== TO DO ==
The response must be made up of the lines in the entries below that contain "negative".

(Stored dataset items)

● ● ● ●

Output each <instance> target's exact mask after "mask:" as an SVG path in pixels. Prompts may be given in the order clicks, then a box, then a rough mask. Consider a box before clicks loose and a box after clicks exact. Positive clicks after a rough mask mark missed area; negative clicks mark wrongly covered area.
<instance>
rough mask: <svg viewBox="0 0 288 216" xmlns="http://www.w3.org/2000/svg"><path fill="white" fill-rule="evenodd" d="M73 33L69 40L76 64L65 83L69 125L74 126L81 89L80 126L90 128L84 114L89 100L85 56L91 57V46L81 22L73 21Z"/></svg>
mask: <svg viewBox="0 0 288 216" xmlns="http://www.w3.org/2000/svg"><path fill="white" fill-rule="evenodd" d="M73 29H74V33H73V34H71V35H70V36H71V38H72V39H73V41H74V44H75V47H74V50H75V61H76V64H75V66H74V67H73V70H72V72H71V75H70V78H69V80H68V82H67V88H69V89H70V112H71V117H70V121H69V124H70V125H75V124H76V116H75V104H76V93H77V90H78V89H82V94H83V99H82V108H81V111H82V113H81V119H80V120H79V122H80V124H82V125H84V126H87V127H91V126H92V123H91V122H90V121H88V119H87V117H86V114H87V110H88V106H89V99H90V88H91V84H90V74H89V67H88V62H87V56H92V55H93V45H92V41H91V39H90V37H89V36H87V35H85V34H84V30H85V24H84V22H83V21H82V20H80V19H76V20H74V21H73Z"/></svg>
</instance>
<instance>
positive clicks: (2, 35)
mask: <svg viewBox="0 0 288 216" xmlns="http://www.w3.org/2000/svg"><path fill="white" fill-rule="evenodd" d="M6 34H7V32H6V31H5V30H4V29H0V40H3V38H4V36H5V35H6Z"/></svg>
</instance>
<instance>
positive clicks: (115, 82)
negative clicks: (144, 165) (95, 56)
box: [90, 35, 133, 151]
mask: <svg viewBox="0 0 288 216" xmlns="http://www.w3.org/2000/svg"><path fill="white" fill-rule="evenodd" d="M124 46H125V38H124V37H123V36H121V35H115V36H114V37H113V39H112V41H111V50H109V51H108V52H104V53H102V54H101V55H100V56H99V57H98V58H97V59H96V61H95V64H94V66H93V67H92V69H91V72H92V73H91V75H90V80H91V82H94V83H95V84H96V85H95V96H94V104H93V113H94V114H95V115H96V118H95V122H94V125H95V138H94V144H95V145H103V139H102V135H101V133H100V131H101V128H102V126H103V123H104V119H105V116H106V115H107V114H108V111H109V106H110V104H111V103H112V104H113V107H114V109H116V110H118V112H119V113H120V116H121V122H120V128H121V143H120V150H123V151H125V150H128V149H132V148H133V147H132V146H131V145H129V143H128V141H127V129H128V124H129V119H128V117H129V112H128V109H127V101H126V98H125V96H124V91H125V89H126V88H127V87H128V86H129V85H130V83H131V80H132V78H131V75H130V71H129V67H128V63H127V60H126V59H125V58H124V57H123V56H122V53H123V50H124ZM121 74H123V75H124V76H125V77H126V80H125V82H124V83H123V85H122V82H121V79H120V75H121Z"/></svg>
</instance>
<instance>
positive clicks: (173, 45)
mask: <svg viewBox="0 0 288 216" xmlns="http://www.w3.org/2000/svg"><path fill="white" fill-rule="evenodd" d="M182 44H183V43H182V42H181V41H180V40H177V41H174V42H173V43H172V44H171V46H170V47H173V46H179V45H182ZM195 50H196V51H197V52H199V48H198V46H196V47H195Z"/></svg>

● ● ● ●

== ANSWER BOX ==
Output each <instance> target's exact mask after "mask:" as an SVG path in pixels. Prompts may be given in the order clicks, then a box, then a rough mask. Consider a box before clicks loose and a box after clicks exact. Positive clicks after a rough mask mark missed area; negative clicks mark wrongly covered area.
negative clicks: (144, 165) (95, 56)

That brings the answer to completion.